--- BEGIN MATERIAL ---
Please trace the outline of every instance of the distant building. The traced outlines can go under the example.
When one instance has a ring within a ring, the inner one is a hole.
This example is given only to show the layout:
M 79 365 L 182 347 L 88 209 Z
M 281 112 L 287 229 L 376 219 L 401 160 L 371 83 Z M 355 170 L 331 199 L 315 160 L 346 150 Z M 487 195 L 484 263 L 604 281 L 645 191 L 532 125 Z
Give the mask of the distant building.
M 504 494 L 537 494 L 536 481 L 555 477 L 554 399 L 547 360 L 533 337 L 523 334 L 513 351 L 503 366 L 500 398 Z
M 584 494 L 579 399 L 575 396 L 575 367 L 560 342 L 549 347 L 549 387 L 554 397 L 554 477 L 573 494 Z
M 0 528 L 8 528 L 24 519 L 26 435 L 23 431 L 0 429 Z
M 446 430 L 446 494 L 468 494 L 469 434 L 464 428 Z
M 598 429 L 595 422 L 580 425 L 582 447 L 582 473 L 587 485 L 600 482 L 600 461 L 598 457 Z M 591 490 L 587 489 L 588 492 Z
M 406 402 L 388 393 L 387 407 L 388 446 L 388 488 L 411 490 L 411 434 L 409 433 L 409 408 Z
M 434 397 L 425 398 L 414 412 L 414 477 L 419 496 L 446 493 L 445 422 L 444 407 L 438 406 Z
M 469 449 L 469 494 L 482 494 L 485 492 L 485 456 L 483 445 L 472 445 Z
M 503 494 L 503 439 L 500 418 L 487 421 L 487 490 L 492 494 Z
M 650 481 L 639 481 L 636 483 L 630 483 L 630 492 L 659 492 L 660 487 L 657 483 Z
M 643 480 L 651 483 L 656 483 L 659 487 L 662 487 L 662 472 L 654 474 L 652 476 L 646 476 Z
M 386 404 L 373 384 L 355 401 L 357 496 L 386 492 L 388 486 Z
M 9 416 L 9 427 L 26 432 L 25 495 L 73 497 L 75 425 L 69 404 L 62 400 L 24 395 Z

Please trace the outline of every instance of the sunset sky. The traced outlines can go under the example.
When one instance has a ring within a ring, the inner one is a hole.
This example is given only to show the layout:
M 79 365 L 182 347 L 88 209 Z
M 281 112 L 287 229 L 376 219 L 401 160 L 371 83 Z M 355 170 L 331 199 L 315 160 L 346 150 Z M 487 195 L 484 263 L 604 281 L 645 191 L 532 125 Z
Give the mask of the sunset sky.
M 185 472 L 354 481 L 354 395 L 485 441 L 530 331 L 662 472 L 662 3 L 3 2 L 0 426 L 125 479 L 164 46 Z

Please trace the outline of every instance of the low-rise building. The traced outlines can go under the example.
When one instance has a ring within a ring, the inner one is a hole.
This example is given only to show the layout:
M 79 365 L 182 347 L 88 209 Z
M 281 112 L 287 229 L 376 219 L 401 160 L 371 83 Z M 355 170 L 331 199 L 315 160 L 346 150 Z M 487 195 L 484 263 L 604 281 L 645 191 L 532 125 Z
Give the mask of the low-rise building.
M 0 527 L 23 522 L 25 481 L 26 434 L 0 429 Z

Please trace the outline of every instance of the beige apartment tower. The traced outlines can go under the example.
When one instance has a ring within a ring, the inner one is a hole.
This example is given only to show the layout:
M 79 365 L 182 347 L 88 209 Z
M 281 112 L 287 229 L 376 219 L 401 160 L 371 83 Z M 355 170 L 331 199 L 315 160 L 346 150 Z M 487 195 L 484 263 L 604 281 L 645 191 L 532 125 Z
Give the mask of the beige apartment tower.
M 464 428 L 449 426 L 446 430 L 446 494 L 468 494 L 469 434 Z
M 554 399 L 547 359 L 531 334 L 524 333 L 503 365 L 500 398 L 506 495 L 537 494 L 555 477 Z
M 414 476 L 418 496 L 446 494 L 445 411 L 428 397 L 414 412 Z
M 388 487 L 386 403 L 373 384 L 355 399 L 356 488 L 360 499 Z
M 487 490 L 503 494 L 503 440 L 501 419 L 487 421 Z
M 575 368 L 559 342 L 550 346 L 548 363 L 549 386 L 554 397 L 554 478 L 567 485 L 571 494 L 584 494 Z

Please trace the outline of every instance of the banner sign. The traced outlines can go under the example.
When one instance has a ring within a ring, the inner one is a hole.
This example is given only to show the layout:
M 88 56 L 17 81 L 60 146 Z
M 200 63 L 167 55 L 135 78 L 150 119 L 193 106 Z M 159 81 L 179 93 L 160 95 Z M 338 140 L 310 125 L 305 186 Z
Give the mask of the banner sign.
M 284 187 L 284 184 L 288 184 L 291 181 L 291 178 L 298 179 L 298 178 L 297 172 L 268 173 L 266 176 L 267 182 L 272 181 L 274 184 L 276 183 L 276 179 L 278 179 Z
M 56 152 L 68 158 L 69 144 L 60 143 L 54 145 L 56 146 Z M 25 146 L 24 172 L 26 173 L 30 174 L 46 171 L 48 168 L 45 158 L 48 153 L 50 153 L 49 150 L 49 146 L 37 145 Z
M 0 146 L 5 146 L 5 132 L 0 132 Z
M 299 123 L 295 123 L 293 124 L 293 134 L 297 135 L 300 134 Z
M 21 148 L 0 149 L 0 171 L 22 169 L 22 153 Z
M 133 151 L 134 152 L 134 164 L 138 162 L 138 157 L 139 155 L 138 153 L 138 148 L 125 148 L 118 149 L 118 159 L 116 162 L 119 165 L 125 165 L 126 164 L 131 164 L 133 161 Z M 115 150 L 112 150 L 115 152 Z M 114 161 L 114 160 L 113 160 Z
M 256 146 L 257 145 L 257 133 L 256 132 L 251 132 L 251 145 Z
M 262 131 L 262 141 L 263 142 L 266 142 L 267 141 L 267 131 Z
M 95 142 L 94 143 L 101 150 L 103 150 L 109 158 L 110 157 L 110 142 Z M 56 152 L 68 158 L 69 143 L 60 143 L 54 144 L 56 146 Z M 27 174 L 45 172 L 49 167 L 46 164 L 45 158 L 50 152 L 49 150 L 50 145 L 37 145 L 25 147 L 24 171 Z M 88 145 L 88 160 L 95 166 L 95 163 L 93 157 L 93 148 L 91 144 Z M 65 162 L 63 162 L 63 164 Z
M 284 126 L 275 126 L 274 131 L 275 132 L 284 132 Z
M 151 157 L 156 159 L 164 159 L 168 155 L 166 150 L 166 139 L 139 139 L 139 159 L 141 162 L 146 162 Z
--- END MATERIAL ---
→ WHAT TO WORK ON
Format every line of the records above as a Markdown table with two columns, Row and Record line, numbering the rows in order and leaving out blank lines.

→ TASK SOLUTION
| Row | Record line |
|---|---|
| 1 | Please trace the outline of every instance of the distant building. The traced outlines can go under the example. |
| 2 | When one instance has a ring within a ring, the inner one is a hole. |
| 3 | This example is given only to show the layout: |
| 4 | M 79 365 L 182 347 L 88 209 Z |
| 5 | M 281 112 L 287 229 L 376 219 L 401 160 L 371 83 Z M 355 170 L 331 199 L 315 160 L 346 150 Z M 487 195 L 484 263 L 604 281 L 645 191 L 532 125 Z |
| 6 | Give the mask of the distant building. |
| 7 | M 504 494 L 537 494 L 536 481 L 555 477 L 554 399 L 547 360 L 533 337 L 523 334 L 513 351 L 503 366 L 500 398 Z |
| 8 | M 584 494 L 579 399 L 575 396 L 575 367 L 560 342 L 549 347 L 549 387 L 554 397 L 554 477 L 573 494 Z |
| 9 | M 0 528 L 8 528 L 24 519 L 26 435 L 23 431 L 0 429 Z |
| 10 | M 446 430 L 446 494 L 468 494 L 469 434 L 464 428 Z |
| 11 | M 598 429 L 595 422 L 580 425 L 582 447 L 582 473 L 587 485 L 600 482 L 600 461 L 598 457 Z M 591 490 L 587 489 L 588 492 Z |
| 12 | M 406 402 L 388 393 L 387 407 L 388 446 L 388 488 L 411 490 L 411 434 L 409 433 L 409 408 Z |
| 13 | M 434 397 L 425 398 L 414 412 L 414 477 L 419 496 L 446 493 L 445 422 L 444 407 L 438 406 Z |
| 14 | M 469 449 L 469 494 L 482 494 L 485 492 L 485 456 L 483 445 L 472 445 Z |
| 15 | M 503 494 L 503 439 L 500 418 L 487 421 L 487 490 L 492 494 Z |
| 16 | M 650 481 L 639 481 L 636 483 L 630 483 L 630 492 L 659 492 L 660 487 L 657 483 Z |
| 17 | M 643 480 L 651 483 L 656 483 L 659 487 L 662 487 L 662 472 L 654 474 L 652 476 L 646 476 Z |
| 18 | M 386 404 L 373 384 L 355 401 L 357 496 L 386 492 L 388 486 Z |
| 19 | M 9 416 L 9 427 L 26 432 L 25 495 L 73 497 L 75 425 L 69 404 L 62 400 L 24 395 Z |
| 20 | Please trace the outline of every instance of the sunset sky. The traced outlines can go under the example. |
| 21 | When one instance has a ring within a ring, the inner one is a hole. |
| 22 | This example is given only to show the layout: |
| 23 | M 79 365 L 182 347 L 88 209 Z |
| 24 | M 281 112 L 287 229 L 376 219 L 401 160 L 371 83 Z M 355 170 L 331 199 L 315 160 L 346 150 Z M 487 195 L 484 263 L 604 281 L 645 191 L 532 125 Z |
| 25 | Give the mask of the sunset sky. |
| 26 | M 185 472 L 354 481 L 354 395 L 485 441 L 530 331 L 662 472 L 662 3 L 3 2 L 0 426 L 125 479 L 164 46 Z |
| 27 | Please trace the outline of every instance of the low-rise building. The traced outlines can go under the example. |
| 28 | When one instance has a ring within a ring, the inner one is a hole. |
| 29 | This example is given only to show the layout: |
| 30 | M 79 365 L 182 347 L 88 209 Z |
| 31 | M 281 112 L 287 229 L 376 219 L 401 160 L 371 83 Z M 355 170 L 331 199 L 315 160 L 346 150 Z M 487 195 L 484 263 L 604 281 L 645 191 L 532 125 Z |
| 32 | Give the mask of the low-rise building. |
| 33 | M 0 527 L 23 522 L 25 481 L 26 434 L 0 429 Z |
| 34 | Please trace the outline of every instance of the beige apartment tower. The traced outlines can go under the example. |
| 35 | When one instance has a ring within a ring, the inner one is a hole. |
| 36 | This example is given only to show the layout: |
| 37 | M 79 365 L 182 347 L 88 209 Z |
| 38 | M 281 112 L 287 229 L 376 219 L 401 160 L 371 83 Z M 355 170 L 331 199 L 315 160 L 346 150 Z M 487 195 L 484 263 L 604 281 L 645 191 L 532 125 Z |
| 39 | Give the mask of the beige apartment tower. |
| 40 | M 464 428 L 449 426 L 446 430 L 446 494 L 468 494 L 469 434 Z |
| 41 | M 554 399 L 547 359 L 531 334 L 524 333 L 503 365 L 500 398 L 506 495 L 537 494 L 555 477 Z |
| 42 | M 414 476 L 418 496 L 446 494 L 445 411 L 428 397 L 414 412 Z |
| 43 | M 388 487 L 386 403 L 373 384 L 355 399 L 356 488 L 360 499 Z |
| 44 | M 487 490 L 503 494 L 503 440 L 501 419 L 487 421 Z |
| 45 | M 575 368 L 559 342 L 550 346 L 548 363 L 549 386 L 554 397 L 554 478 L 567 485 L 571 494 L 584 494 Z |
| 46 | Please trace the outline of every instance of the banner sign. The traced outlines can go under the example. |
| 47 | When one instance has a ring within a ring, the inner one is a hole. |
| 48 | This example is given only to show the layout: |
| 49 | M 88 56 L 17 81 L 60 146 Z |
| 50 | M 200 63 L 167 55 L 135 78 L 150 119 L 193 106 Z M 159 81 L 179 93 L 160 95 Z M 338 140 L 310 125 L 305 186 Z |
| 51 | Give the mask of the banner sign. |
| 52 | M 284 187 L 284 184 L 288 184 L 291 181 L 291 178 L 298 179 L 298 178 L 297 172 L 268 173 L 266 176 L 267 182 L 272 181 L 274 184 L 276 183 L 276 179 L 278 179 Z |
| 53 | M 56 152 L 68 158 L 69 144 L 60 143 L 54 145 L 56 146 Z M 25 146 L 24 172 L 26 173 L 30 174 L 46 171 L 48 168 L 45 158 L 48 153 L 50 153 L 49 150 L 49 146 L 37 145 Z |
| 54 | M 0 146 L 5 146 L 5 132 L 0 132 Z |
| 55 | M 299 123 L 295 123 L 293 124 L 293 134 L 297 135 L 300 134 Z |
| 56 | M 21 148 L 0 149 L 0 171 L 22 169 L 22 153 Z |
| 57 | M 133 151 L 134 152 L 134 164 L 138 162 L 138 157 L 139 155 L 138 153 L 138 148 L 125 148 L 118 149 L 118 159 L 116 162 L 119 165 L 125 165 L 126 164 L 131 164 L 133 161 Z M 115 150 L 112 150 L 115 152 Z M 114 161 L 114 160 L 113 160 Z |
| 58 | M 256 146 L 257 145 L 257 133 L 256 132 L 251 132 L 251 145 Z |
| 59 | M 262 131 L 262 141 L 263 142 L 266 142 L 267 141 L 267 131 Z |
| 60 | M 95 142 L 94 143 L 101 150 L 103 150 L 109 158 L 110 157 L 110 142 Z M 56 152 L 68 158 L 69 143 L 60 143 L 54 144 L 56 146 Z M 27 174 L 45 172 L 49 167 L 46 164 L 45 158 L 50 152 L 49 150 L 50 145 L 37 145 L 25 147 L 24 171 Z M 88 145 L 88 160 L 95 166 L 95 163 L 93 157 L 93 148 L 91 144 Z M 65 162 L 63 162 L 63 164 Z |
| 61 | M 284 126 L 275 126 L 274 131 L 275 132 L 284 132 Z |
| 62 | M 151 157 L 156 159 L 164 159 L 168 155 L 166 150 L 166 139 L 139 139 L 139 159 L 141 162 L 146 162 Z |